→ Document passage
--------

[bug#77638,3/8] linux-container: Support having a read-only root file system.

Message ID 1a625b6062f6dbb5b73ae42eef277e21ee05f0bf.1744114408.git.ludo@gnu.org
State New
Headers
Series Harden 'call-with-container' |

Commit Message

Ludovic Courtès April 8, 2025, 12:24 p.m. UTC
  Until now, the read-only file system set up by ‘call-with-container’
would always be writable.  With this change, it can be made read-only.
With this patch, only ‘least-authority-wrapper’ switches to a read-only
root file system.

* gnu/build/linux-container.scm (remount-read-only): New procedure.
(mount-file-systems): Add #:writable-root? and #:populate-file-system
and honor them.
(run-container): Likewise.
(call-with-container): Likewise.
* gnu/system/linux-container.scm (container-script): Pass #:writable-root?
to ‘call-with-container’.
(eval/container): Add #:populate-file-system and #:writable-root? and
honor them.
* guix/scripts/environment.scm (launch-environment/container):
Pass #:writable-root? to ‘call-with-container’.
* guix/scripts/home.scm (spawn-home-container): Likewise.
* tests/containers.scm ("call-with-container, mnt namespace, read-only root")
("call-with-container, mnt namespace, writable root"): New tests.

--------

→ Extracted records
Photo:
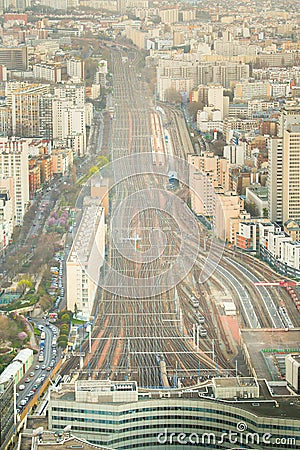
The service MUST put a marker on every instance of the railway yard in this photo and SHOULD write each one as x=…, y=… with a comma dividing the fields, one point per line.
x=160, y=316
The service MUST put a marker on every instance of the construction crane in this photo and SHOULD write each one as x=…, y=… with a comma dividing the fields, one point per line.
x=281, y=283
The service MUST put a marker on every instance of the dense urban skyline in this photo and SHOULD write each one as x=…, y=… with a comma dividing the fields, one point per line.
x=150, y=224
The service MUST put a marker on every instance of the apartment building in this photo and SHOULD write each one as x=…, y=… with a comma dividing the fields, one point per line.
x=248, y=90
x=228, y=206
x=47, y=72
x=7, y=413
x=23, y=102
x=119, y=415
x=85, y=260
x=14, y=164
x=6, y=217
x=14, y=58
x=169, y=15
x=75, y=68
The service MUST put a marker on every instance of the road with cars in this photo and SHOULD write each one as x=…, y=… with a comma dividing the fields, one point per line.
x=40, y=370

--------

→ Short problem 1
Using the commit message, say whether each statement agrees with it: (a) the patch makes only ‘least-authority-wrapper’ switch to a read-only root file system; (b) remount-read-only is an existing procedure that the patch changes; (c) tests/containers.scm gets new tests. Answer yes or no for each, and quote the commit message's deciding words exactly.
→ Short problem 2
Write out the commit message between "With this patch, only" and "(container-script): Pass #:writable-root?", inclusive, switching "run-container" to "start-container".
The entries come from a different source than the commit message.

→ Full response 1
(a) Yes: "only ‘least-authority-wrapper’ switches to a read-only root file system."
(b) No: "(remount-read-only): New procedure."
(c) Yes: "New tests."

→ Full response 2
With this patch, only ‘least-authority-wrapper’ switches to a read-only
root file system.

* gnu/build/linux-container.scm (remount-read-only): New procedure.
(mount-file-systems): Add #:writable-root? and #:populate-file-system
and honor them.
(start-container): Likewise.
(call-with-container): Likewise.
* gnu/system/linux-container.scm (container-script): Pass #:writable-root?